What to work on. Convert every line of the data below into a JSON list of strings, one string per line, leaving out blank lines.

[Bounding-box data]
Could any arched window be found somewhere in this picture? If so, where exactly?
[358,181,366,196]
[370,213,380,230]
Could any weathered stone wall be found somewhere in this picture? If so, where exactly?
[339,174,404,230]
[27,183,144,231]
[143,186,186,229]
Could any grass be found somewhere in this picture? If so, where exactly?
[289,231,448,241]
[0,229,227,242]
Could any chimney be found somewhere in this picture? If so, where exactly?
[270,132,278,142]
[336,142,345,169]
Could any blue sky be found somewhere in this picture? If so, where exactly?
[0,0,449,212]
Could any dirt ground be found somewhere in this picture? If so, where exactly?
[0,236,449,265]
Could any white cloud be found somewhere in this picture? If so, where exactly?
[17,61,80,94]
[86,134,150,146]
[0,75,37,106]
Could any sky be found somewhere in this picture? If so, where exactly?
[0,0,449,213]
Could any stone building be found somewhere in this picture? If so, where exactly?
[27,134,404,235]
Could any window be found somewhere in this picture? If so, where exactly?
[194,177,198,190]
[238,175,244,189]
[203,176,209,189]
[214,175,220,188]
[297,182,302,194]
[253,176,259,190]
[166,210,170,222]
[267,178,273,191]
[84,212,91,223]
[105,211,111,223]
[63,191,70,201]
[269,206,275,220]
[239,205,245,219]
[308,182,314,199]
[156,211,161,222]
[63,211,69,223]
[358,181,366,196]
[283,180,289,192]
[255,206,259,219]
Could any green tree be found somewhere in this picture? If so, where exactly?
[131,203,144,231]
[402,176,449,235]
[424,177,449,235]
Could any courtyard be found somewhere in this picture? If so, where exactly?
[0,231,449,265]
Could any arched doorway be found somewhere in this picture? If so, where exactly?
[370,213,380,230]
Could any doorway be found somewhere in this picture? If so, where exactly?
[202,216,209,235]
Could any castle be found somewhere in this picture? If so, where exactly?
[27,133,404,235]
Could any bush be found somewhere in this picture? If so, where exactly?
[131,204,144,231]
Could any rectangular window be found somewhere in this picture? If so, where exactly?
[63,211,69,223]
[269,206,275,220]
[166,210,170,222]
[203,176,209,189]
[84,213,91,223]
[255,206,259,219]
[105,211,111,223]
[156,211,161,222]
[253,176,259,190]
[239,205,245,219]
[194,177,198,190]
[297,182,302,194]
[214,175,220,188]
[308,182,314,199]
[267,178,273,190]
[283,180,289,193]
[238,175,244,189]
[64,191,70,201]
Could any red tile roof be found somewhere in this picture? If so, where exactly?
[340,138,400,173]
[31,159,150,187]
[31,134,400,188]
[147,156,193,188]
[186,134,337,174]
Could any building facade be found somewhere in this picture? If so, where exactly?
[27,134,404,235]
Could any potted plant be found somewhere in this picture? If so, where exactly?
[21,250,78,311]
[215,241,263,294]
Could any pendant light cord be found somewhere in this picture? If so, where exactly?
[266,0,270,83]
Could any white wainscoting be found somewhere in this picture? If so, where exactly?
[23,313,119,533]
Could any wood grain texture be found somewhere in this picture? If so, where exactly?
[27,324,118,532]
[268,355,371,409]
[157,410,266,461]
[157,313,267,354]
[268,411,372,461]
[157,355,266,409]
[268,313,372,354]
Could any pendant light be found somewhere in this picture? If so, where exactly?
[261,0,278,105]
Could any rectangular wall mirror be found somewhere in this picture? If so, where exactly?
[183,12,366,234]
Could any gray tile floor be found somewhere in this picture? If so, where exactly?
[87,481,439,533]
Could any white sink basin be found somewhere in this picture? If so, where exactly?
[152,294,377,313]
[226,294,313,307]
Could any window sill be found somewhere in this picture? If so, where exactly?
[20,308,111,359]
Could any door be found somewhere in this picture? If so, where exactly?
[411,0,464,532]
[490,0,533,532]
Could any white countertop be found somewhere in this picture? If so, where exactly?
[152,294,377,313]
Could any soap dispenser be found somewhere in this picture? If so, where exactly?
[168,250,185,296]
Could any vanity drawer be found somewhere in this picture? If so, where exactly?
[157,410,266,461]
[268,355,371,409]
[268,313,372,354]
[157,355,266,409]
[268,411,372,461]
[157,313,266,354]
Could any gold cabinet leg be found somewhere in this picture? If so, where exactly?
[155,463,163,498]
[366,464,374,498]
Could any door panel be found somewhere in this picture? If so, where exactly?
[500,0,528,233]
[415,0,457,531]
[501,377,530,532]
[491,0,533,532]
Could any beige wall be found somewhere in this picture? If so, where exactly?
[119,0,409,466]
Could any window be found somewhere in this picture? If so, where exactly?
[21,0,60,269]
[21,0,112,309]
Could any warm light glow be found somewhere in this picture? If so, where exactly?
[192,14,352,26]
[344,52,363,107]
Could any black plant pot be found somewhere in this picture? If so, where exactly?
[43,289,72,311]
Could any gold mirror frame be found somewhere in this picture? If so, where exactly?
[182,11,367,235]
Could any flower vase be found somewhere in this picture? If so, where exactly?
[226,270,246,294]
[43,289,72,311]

Response for this exercise.
[
  "Could any arched window be found somewhere in this picture? If so, where exactly?",
  "[358,181,366,196]",
  "[370,213,380,230]",
  "Could any weathered stone wall be found somewhere in this picture? If so, where exactly?",
  "[339,174,404,230]",
  "[27,183,144,231]",
  "[143,186,186,229]",
  "Could any grass be found somewhere in this picture? If so, where exactly?",
  "[289,231,448,241]",
  "[0,229,227,242]",
  "Could any chimney be found somewhere in this picture? If so, where exactly?",
  "[270,132,278,142]",
  "[336,142,345,169]",
  "Could any blue sky be found somewhere in this picture? If so, where exactly?",
  "[0,0,449,212]",
  "Could any dirt ground be found somewhere in this picture? If so, where exactly?",
  "[0,236,449,265]",
  "Could any white cloud be found somewhere in this picture? If so, where exactly?",
  "[17,61,80,94]",
  "[86,134,150,146]",
  "[0,75,37,106]",
  "Could any sky be found somewhere in this picture? If so, where exactly?",
  "[0,0,449,213]",
  "Could any stone building be found somewhere in this picture? If so, where exactly?",
  "[27,134,404,235]",
  "Could any window be found somewhere in this picture? If so, where exactly?",
  "[194,177,198,190]",
  "[238,175,244,189]",
  "[203,176,209,189]",
  "[214,175,220,188]",
  "[297,182,302,194]",
  "[253,176,259,190]",
  "[166,210,170,222]",
  "[267,178,273,191]",
  "[84,212,91,223]",
  "[105,211,111,223]",
  "[63,191,70,201]",
  "[269,206,275,220]",
  "[239,205,245,219]",
  "[308,182,314,199]",
  "[156,211,161,222]",
  "[63,211,69,223]",
  "[358,181,366,196]",
  "[283,180,289,192]",
  "[255,206,259,219]",
  "Could any green tree be found somewhere in this picture? If so, where exactly?",
  "[131,203,144,231]",
  "[402,176,449,235]",
  "[424,177,449,235]",
  "Could any courtyard be found somewhere in this picture? If so, where exactly?",
  "[0,231,449,265]",
  "Could any arched doorway be found somewhere in this picture? If so, where exactly?",
  "[370,213,380,230]",
  "Could any doorway be found somewhere in this picture? If so, where exactly?",
  "[202,216,209,235]",
  "Could any castle be found somewhere in this picture? If so, where exactly?",
  "[27,133,404,235]",
  "Could any bush be found somewhere in this picture? If so, where exactly?",
  "[131,204,144,231]",
  "Could any rectangular window be found somewhere in this picture? If so, where exactly?",
  "[63,211,69,223]",
  "[269,206,275,220]",
  "[166,210,170,222]",
  "[203,176,209,189]",
  "[84,213,91,223]",
  "[255,206,259,219]",
  "[105,211,111,223]",
  "[156,211,161,222]",
  "[253,176,259,190]",
  "[239,205,245,219]",
  "[194,177,198,190]",
  "[297,182,302,194]",
  "[214,175,220,188]",
  "[308,182,314,199]",
  "[267,178,273,190]",
  "[283,180,289,193]",
  "[238,175,244,189]",
  "[64,191,70,201]",
  "Could any red tile roof be found somewhere in this picture? If so, where exactly?",
  "[340,138,400,173]",
  "[31,159,150,187]",
  "[31,134,400,188]",
  "[147,156,193,188]",
  "[186,134,337,174]",
  "Could any building facade be found somewhere in this picture? If so, where exactly?",
  "[27,134,404,235]",
  "Could any potted plant be found somewhere in this picture? If so, where exactly?",
  "[21,250,78,311]",
  "[215,241,263,294]",
  "Could any pendant light cord be found somewhere in this picture? If so, where exactly?",
  "[266,0,270,83]",
  "Could any white wainscoting be found somewhere in this picture? If so, where exactly?",
  "[23,313,119,533]",
  "Could any wood grain texture be found somewhere in this picture? If so, where exactly?",
  "[27,324,118,532]",
  "[268,355,371,409]",
  "[157,410,266,461]",
  "[157,313,267,354]",
  "[268,411,372,461]",
  "[157,355,266,409]",
  "[268,313,372,354]",
  "Could any pendant light be found somewhere in this picture? If so, where exactly?",
  "[261,0,278,105]",
  "Could any rectangular wall mirror be found somewhere in this picture? If so, where exactly?",
  "[183,12,366,234]",
  "Could any gray tile floor be found somewhere in this picture? If so, where exactly?",
  "[87,481,439,533]",
  "Could any white sink basin be found somewhere in this picture? If so, where exactly?",
  "[152,294,377,313]",
  "[226,294,313,307]",
  "Could any window sill be found somewhere in this picture? If so, where exactly?",
  "[20,308,111,359]",
  "Could any door be found somewhere in this picture? If so, where exactly?",
  "[411,0,464,532]",
  "[490,0,533,532]",
  "Could any white countertop be found somewhere in this picture? If so, where exactly?",
  "[152,294,377,313]",
  "Could any soap dispenser be found somewhere in this picture? If so, where exactly?",
  "[168,250,185,296]",
  "Could any vanity drawer be found somewhere in this picture? If so, where exactly?",
  "[157,410,266,461]",
  "[268,355,371,409]",
  "[268,313,372,354]",
  "[157,355,266,409]",
  "[268,411,372,461]",
  "[157,313,266,354]",
  "Could any gold cabinet leg be found somewhere in this picture? If so, where exactly?",
  "[155,463,163,498]",
  "[366,464,374,498]",
  "Could any door panel be found somewhere in this picture? If so, where exactly?",
  "[500,0,528,233]",
  "[415,0,457,531]",
  "[501,377,530,532]",
  "[491,0,533,532]",
  "Could any beige wall be found somewhere in this picture? If so, where exactly?",
  "[119,0,409,466]",
  "Could any window be found somewhere in this picture? If so, where exactly?",
  "[21,0,60,269]",
  "[21,0,112,309]",
  "Could any warm light glow be found somewhere in this picture? If so, where exactly?",
  "[192,14,352,26]",
  "[344,52,363,107]",
  "Could any black plant pot be found somewhere in this picture? If so, where exactly?",
  "[43,289,72,311]",
  "Could any gold mirror frame be found somewhere in this picture? If so, where exactly?",
  "[182,11,367,235]",
  "Could any flower vase be found somewhere in this picture? If so, where exactly?",
  "[226,270,246,294]",
  "[43,289,72,311]"
]